═════ INPUT FOR THIS TASK

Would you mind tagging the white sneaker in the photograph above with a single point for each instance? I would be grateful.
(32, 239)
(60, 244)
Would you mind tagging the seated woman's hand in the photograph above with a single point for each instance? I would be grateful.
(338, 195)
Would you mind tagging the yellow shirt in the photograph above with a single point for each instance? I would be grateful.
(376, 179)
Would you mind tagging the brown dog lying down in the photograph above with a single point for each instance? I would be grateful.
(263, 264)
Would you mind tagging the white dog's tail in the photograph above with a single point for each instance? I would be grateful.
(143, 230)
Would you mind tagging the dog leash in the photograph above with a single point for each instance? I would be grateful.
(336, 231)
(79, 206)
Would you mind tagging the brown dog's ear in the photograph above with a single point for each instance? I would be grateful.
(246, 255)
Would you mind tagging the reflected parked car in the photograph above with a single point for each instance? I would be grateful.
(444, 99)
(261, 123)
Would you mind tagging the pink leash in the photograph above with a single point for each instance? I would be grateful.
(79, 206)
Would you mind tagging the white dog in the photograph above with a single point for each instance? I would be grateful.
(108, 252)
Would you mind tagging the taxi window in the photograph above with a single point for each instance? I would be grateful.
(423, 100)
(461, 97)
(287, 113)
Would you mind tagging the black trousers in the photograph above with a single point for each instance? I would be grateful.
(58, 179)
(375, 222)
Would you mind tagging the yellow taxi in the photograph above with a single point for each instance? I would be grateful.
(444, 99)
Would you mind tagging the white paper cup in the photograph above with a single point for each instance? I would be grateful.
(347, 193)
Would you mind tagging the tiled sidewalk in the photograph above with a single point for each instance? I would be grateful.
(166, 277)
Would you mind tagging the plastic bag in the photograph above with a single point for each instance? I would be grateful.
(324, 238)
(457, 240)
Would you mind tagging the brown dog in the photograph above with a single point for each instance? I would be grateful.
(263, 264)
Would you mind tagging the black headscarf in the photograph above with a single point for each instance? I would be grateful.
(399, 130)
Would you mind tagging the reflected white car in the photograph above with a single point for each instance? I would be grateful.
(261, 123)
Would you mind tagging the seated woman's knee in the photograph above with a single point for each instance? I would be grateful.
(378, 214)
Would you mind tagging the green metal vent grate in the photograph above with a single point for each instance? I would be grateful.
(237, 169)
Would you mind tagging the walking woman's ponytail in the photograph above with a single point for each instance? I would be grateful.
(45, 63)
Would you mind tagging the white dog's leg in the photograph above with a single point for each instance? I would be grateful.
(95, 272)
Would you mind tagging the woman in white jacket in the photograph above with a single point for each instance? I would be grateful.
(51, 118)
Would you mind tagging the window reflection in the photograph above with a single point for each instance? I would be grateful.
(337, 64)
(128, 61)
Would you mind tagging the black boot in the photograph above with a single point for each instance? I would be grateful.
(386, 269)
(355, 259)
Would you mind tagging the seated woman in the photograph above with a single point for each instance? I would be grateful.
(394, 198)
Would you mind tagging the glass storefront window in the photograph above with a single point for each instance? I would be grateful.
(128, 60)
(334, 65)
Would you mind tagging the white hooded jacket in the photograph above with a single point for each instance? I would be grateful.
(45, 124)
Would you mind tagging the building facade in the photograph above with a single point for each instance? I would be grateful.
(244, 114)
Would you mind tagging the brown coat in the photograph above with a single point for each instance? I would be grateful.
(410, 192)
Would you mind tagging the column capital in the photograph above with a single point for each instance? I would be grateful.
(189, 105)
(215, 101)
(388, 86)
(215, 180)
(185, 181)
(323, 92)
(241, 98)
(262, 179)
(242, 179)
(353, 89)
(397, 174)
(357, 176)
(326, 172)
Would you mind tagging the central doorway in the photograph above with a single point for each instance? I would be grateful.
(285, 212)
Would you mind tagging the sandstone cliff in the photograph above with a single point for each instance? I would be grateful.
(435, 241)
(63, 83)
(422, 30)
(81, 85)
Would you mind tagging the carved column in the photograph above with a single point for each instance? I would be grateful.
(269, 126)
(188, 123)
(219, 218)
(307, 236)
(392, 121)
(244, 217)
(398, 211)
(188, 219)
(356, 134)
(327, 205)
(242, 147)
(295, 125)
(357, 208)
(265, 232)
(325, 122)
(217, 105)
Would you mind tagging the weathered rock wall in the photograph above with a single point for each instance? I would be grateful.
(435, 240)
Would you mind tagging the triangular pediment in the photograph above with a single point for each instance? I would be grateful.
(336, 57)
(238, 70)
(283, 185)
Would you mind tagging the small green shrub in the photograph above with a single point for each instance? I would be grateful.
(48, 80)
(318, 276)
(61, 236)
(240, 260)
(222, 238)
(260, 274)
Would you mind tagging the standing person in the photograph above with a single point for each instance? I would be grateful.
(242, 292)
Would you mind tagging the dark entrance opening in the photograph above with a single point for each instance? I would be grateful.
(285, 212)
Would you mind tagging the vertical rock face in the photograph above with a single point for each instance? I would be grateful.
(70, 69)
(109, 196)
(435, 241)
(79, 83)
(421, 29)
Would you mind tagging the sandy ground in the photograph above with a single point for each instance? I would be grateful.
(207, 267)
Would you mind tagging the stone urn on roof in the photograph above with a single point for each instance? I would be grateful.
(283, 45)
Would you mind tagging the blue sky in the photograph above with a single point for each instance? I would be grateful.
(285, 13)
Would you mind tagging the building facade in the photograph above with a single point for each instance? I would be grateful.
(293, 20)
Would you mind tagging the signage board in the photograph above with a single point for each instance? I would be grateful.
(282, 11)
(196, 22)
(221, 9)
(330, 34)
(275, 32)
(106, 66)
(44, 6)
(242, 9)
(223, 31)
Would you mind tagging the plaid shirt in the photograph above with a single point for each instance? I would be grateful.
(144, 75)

══════════

EXERCISE DETAILS.
Please write out the listing again, starting at the line that contains "Would you mind tagging the dark" and ending with the last line of the listing, both included. Keep every request line unchanged, and multiply each point coordinate by 0.95, rounding to the nearest whole number with halves rounded up.

SOLUTION FOR THIS PROBLEM.
Would you mind tagging the dark entrance opening in the photograph above with a single point for each instance? I would be grateful.
(271, 201)
Would you mind tagging the vertical rock face in the photograph above with a single point for each instance? I would be grateful.
(67, 66)
(104, 186)
(413, 229)
(75, 79)
(400, 28)
Would you mind tagging the sandy ground in the photograph above with a single point for each instance? I would be grateful.
(197, 254)
Would you mind tagging the stone urn on roof in the photograph above with a single point for each instance? I would be grateful.
(269, 43)
Would you mind tagging the blue sky in the photograph above with a single point for each instance? I would be grateful.
(271, 12)
Would you mind tagging the building facade in the photograph above with a single point for each instance? I would be grateful.
(278, 19)
Would you mind tagging the signage board in the photograph above with a single point for each instance? I would be grateful.
(268, 10)
(186, 21)
(210, 9)
(314, 32)
(261, 30)
(101, 63)
(42, 6)
(230, 9)
(212, 29)
Would you mind tagging the plaid shirt in the photograph above with a single point for each instance? I would be grateful.
(137, 71)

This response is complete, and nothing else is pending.